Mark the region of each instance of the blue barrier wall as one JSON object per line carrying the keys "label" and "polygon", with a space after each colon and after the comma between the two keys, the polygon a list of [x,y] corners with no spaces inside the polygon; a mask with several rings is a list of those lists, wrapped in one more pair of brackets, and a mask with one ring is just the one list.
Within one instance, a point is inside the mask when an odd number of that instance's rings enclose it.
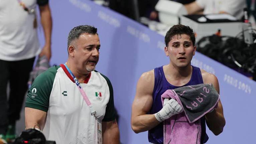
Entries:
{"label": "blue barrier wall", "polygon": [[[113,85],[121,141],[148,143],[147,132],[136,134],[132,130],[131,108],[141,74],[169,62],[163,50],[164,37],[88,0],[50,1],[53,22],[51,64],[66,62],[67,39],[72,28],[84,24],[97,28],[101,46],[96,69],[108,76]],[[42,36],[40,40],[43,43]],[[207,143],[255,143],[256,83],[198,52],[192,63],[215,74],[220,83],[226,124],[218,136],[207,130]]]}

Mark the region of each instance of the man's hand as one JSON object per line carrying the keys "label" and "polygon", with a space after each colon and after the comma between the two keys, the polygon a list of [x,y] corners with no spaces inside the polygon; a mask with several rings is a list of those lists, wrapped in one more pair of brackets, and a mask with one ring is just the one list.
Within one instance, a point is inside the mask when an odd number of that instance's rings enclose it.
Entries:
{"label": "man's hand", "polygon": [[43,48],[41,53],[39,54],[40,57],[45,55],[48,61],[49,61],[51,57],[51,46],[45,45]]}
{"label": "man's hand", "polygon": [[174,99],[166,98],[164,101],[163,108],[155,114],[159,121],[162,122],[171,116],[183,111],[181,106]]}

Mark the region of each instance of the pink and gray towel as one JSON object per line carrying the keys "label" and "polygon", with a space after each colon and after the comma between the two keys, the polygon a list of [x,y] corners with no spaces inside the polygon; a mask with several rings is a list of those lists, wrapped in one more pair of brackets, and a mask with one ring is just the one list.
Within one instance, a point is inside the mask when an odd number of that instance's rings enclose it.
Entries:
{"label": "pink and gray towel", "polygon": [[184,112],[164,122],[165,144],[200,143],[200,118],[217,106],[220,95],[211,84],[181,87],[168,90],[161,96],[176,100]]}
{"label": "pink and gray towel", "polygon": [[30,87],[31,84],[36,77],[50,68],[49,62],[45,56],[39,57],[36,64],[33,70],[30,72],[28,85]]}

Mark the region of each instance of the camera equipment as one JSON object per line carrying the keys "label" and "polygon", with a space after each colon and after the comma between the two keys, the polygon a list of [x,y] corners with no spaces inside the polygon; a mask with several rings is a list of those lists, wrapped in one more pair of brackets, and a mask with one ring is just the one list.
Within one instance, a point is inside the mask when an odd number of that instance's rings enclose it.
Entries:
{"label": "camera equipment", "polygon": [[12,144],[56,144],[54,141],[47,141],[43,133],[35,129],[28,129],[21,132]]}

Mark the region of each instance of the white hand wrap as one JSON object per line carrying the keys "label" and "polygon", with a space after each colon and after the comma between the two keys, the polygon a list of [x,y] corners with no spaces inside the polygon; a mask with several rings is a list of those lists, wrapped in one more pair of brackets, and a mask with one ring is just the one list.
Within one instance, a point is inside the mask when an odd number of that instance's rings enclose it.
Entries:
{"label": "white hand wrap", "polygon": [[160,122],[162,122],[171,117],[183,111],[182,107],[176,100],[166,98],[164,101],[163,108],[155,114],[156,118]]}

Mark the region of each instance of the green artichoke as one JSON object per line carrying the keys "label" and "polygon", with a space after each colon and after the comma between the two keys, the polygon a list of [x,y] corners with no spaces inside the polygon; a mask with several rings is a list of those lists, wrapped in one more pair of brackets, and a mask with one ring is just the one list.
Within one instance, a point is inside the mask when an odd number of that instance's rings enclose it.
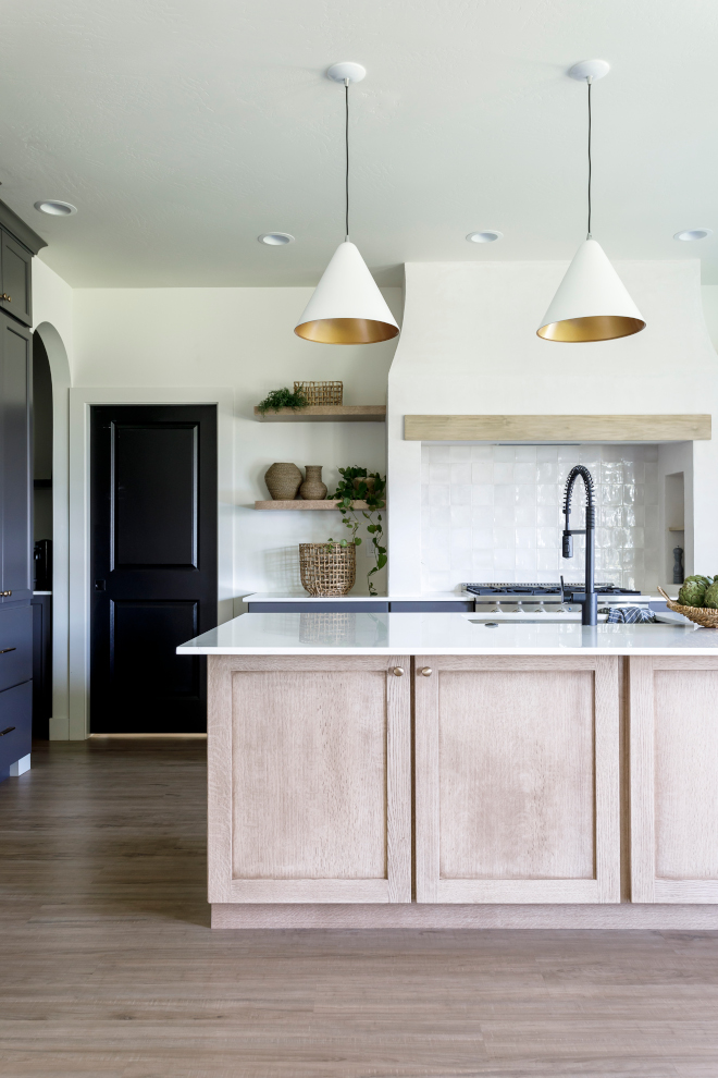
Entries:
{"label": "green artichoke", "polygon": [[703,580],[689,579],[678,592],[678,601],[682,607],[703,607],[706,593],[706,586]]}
--- --- ---
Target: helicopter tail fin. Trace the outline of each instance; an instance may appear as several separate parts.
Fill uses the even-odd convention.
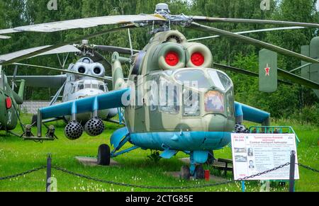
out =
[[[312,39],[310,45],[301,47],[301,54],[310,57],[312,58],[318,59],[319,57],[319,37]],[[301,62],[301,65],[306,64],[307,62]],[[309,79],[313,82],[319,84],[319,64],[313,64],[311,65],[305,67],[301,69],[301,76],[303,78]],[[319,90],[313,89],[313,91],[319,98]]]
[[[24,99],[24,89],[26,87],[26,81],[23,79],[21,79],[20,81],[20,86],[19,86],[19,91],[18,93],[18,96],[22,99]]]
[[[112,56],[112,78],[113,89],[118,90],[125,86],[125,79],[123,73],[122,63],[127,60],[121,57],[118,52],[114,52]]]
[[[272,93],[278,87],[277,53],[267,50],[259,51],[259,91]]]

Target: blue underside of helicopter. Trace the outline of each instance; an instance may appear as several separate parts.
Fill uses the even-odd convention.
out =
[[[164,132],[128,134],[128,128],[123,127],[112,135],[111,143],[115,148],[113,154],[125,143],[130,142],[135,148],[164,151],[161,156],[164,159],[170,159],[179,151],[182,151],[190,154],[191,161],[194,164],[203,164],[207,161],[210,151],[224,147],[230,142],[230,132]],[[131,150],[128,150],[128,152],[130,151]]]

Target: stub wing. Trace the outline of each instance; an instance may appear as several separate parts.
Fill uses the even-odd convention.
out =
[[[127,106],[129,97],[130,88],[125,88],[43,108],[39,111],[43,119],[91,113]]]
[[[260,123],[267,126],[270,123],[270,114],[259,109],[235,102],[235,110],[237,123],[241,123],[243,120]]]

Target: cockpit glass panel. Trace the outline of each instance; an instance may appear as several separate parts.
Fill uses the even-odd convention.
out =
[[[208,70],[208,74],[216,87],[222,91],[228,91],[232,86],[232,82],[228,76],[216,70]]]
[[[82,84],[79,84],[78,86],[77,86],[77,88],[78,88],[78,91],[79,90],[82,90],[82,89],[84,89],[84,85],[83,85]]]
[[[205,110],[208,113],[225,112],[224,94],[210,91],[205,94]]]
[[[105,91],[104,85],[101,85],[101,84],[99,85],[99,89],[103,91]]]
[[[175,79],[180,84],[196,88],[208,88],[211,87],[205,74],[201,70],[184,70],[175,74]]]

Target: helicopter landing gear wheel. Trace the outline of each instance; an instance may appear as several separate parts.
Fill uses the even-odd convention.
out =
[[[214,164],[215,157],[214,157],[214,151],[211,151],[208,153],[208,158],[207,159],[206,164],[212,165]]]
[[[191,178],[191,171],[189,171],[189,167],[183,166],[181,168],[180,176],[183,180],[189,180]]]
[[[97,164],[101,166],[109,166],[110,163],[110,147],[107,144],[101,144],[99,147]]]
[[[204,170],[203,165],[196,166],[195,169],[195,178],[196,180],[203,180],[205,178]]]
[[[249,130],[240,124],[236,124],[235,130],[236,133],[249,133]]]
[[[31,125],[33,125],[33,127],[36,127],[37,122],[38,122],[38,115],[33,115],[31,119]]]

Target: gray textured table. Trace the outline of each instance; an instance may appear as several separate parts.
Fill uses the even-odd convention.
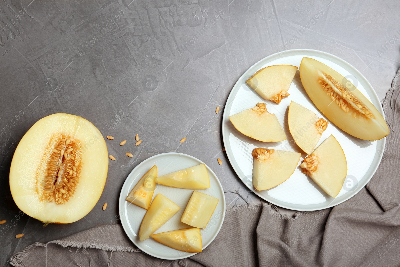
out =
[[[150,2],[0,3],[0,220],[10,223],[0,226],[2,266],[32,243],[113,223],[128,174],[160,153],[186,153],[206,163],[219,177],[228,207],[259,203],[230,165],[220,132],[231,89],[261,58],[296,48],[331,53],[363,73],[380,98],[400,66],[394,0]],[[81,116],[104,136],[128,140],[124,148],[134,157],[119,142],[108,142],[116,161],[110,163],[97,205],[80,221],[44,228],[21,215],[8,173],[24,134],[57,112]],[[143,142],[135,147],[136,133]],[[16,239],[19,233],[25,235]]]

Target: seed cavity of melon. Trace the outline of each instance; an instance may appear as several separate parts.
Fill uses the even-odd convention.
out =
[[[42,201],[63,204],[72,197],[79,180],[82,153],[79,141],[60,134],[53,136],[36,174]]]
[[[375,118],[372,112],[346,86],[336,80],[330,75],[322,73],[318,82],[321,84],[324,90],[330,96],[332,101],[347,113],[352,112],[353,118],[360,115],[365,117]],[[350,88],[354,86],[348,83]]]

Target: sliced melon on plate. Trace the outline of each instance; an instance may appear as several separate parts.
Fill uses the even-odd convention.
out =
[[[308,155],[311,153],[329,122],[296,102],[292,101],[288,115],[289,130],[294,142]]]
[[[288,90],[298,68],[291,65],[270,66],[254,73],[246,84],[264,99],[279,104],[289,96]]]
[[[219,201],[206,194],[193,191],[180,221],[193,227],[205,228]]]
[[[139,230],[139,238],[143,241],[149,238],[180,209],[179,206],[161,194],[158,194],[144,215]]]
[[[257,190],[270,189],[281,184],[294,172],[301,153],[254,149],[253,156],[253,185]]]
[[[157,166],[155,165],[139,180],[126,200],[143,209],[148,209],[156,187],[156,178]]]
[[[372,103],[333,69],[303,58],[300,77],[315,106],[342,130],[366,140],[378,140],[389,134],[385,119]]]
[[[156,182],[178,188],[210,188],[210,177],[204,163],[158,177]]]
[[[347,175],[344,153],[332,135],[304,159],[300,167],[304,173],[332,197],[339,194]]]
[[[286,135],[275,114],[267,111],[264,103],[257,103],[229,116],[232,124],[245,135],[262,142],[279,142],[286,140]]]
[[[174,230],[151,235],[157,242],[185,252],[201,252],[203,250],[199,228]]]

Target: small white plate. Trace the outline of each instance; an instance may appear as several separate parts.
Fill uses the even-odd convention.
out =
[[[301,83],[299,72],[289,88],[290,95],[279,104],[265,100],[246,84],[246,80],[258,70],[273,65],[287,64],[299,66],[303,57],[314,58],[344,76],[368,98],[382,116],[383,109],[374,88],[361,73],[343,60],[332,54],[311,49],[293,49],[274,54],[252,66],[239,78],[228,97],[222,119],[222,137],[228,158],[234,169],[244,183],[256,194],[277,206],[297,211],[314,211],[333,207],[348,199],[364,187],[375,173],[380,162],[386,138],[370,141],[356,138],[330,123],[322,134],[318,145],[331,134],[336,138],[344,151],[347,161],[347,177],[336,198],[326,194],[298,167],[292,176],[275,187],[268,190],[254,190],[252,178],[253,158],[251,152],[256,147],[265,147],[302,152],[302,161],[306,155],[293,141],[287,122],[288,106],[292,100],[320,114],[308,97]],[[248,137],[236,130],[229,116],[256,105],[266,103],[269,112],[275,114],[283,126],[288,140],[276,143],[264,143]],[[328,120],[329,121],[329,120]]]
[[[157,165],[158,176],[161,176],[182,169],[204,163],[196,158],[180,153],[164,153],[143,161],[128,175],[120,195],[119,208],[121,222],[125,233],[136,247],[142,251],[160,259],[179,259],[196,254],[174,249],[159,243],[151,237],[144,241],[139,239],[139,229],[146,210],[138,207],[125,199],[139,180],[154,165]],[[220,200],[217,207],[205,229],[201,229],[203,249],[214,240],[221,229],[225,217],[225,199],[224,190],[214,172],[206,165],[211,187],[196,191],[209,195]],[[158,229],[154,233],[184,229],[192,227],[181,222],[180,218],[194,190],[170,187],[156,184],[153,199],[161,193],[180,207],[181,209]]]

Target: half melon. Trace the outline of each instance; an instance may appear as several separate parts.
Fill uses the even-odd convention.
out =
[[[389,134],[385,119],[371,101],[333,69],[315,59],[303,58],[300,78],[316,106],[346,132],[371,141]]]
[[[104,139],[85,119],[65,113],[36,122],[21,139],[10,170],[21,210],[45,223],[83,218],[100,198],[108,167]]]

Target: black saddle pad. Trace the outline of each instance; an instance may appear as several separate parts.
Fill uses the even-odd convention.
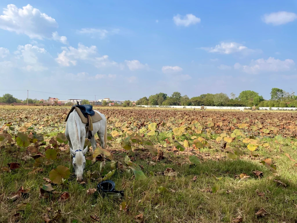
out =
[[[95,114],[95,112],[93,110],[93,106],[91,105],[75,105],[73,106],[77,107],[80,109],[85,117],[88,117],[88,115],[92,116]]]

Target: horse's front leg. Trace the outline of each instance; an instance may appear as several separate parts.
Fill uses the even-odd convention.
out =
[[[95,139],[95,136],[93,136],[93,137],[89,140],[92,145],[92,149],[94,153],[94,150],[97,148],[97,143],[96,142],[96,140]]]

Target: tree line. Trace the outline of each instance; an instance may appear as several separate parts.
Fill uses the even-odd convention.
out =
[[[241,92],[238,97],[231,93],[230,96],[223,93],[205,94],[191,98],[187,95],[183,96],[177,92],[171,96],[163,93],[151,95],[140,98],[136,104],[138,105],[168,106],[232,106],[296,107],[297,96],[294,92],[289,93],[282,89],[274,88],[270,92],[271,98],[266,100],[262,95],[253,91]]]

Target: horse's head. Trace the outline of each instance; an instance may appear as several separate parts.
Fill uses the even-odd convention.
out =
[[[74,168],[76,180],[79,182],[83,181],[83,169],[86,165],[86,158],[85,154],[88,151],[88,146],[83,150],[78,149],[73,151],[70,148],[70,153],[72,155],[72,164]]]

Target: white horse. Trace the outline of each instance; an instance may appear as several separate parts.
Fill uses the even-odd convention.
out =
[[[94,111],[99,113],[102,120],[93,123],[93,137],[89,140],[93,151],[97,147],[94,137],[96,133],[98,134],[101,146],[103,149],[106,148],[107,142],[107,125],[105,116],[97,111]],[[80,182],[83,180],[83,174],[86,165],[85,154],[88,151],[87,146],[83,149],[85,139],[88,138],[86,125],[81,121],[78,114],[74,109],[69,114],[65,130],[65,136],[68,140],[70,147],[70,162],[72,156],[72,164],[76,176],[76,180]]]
--- --- ---
◆ **What is expected**
Copy out verbatim the stretch of records above from the line containing "Target: helicopter tail" through the line containing "[[[272,93],[278,87],[277,53],[267,50],[259,51],[259,91]]]", including both of those lines. Leave the pictures out of your copy.

◆ **Problem solution**
Target: helicopter tail fin. Trace the outline of each instance; an instance may appear as several separate parts.
Fill uses the even-odd convention.
out =
[[[312,39],[310,45],[301,47],[301,54],[310,57],[312,58],[318,59],[319,57],[319,37]],[[301,62],[301,65],[306,64],[307,62]],[[309,79],[313,82],[319,84],[319,64],[313,64],[311,65],[305,67],[301,69],[301,76],[303,78]],[[319,90],[313,89],[313,91],[319,98]]]
[[[24,99],[24,89],[26,87],[26,81],[23,79],[21,79],[20,81],[20,86],[19,86],[19,91],[18,93],[18,96],[22,99]]]
[[[112,56],[112,78],[113,89],[118,90],[125,86],[125,79],[123,73],[122,63],[127,60],[121,57],[118,52],[114,52]]]
[[[272,93],[278,87],[277,53],[267,50],[259,51],[259,91]]]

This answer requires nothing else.